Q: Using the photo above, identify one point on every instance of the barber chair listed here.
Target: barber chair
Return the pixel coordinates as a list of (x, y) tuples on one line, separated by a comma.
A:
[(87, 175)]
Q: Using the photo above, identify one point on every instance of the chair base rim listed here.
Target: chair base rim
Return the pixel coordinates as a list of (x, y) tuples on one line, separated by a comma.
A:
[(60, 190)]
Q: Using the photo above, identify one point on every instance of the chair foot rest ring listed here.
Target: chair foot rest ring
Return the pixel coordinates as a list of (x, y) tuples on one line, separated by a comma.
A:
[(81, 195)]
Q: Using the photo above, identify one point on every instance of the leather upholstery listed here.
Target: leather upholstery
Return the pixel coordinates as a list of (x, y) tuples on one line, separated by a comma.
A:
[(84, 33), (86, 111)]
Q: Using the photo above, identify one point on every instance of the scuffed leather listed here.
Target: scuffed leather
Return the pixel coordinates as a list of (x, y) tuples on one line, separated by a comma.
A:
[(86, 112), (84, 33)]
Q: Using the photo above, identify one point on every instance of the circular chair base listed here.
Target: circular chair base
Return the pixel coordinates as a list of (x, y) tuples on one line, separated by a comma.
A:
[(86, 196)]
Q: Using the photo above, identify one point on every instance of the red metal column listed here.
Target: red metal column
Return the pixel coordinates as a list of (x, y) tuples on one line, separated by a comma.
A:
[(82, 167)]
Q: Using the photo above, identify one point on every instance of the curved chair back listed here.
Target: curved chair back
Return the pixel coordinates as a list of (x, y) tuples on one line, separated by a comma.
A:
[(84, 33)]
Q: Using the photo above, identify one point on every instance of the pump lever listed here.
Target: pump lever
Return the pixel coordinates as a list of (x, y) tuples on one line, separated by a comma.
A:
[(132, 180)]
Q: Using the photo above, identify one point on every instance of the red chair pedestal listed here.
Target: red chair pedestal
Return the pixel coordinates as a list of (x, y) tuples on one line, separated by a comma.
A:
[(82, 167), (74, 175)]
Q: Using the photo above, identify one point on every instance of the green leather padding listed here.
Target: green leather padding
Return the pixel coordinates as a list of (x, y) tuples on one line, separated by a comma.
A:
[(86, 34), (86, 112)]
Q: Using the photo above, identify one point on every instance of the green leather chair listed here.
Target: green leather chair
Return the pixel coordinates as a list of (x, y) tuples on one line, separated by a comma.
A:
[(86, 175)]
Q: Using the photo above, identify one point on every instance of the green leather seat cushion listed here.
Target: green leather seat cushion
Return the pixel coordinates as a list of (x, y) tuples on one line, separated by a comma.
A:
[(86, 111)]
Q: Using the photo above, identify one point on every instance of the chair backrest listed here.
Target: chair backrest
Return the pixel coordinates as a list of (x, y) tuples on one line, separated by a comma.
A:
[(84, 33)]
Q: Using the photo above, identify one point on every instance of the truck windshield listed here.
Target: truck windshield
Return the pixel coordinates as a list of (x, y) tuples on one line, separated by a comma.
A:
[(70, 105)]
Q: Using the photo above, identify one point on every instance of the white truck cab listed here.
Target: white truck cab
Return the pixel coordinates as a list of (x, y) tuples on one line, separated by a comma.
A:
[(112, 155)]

...

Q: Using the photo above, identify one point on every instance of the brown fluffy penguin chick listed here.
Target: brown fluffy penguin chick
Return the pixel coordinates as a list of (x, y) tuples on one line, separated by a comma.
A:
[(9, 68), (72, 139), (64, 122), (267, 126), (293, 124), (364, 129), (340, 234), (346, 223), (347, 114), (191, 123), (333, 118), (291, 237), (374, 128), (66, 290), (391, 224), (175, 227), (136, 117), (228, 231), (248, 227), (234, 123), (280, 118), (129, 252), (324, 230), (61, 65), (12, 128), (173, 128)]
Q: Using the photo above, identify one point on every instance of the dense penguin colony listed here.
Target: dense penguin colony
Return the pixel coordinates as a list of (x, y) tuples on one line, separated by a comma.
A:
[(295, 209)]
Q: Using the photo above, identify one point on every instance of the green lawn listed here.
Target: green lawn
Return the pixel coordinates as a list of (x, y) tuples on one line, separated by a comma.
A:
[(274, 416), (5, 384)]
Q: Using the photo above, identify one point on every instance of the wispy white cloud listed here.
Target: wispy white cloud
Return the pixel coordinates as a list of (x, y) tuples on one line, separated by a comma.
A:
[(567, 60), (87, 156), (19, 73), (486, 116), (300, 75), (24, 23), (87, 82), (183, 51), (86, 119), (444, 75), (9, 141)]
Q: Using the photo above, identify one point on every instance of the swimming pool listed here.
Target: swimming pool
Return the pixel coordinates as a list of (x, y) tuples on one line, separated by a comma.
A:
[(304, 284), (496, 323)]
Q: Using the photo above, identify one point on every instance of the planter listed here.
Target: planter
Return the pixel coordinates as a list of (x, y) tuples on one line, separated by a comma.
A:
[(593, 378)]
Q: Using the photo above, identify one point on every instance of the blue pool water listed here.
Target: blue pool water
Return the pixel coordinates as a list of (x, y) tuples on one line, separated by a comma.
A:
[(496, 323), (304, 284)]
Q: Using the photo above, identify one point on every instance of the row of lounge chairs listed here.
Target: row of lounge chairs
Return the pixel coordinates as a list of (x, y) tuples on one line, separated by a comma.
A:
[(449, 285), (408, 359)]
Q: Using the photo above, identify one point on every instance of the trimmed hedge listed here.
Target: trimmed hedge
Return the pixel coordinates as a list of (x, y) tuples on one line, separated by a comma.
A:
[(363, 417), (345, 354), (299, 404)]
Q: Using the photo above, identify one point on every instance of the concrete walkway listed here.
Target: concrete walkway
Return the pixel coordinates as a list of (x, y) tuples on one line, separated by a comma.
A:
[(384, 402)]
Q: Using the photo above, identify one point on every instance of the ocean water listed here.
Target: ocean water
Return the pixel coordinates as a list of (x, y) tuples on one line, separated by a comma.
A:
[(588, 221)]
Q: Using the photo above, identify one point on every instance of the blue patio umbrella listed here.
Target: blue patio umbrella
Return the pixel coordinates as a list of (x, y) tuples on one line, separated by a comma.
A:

- _EXERCISE INSTRUCTIONS_
Convert the material starting at the line that contains "leather chair listed here." and ending at the line that contains "[(70, 105)]", both included, into a JSON list of strings with one string per line and blank lines left out.

- _COMPLETED EXERCISE_
[
  "Q: Using the photo above, identify one point on every instance of the green leather chair listed here.",
  "Target: green leather chair",
  "Return the pixel coordinates as a list of (x, y) tuples on one line, separated by a comma.",
  "A:",
  "[(86, 175)]",
  "Q: Using the photo above, identify one point on every instance of the green leather seat cushion listed here.",
  "Target: green leather seat cushion",
  "Return the pixel coordinates as a list of (x, y) tuples on one line, separated by a comma.",
  "A:",
  "[(86, 111)]",
  "Q: Using the photo above, identify one point on every instance of the chair backrest listed here.",
  "Target: chair backrest",
  "Return the pixel coordinates as a list of (x, y) tuples on one line, separated by a comma.",
  "A:",
  "[(84, 33)]",
  "Q: Using the photo above, identify one point on every instance of the truck windshield listed here.",
  "Target: truck windshield",
  "Return the pixel coordinates as a list of (x, y) tuples on one line, separated by a comma.",
  "A:",
  "[(70, 105)]"
]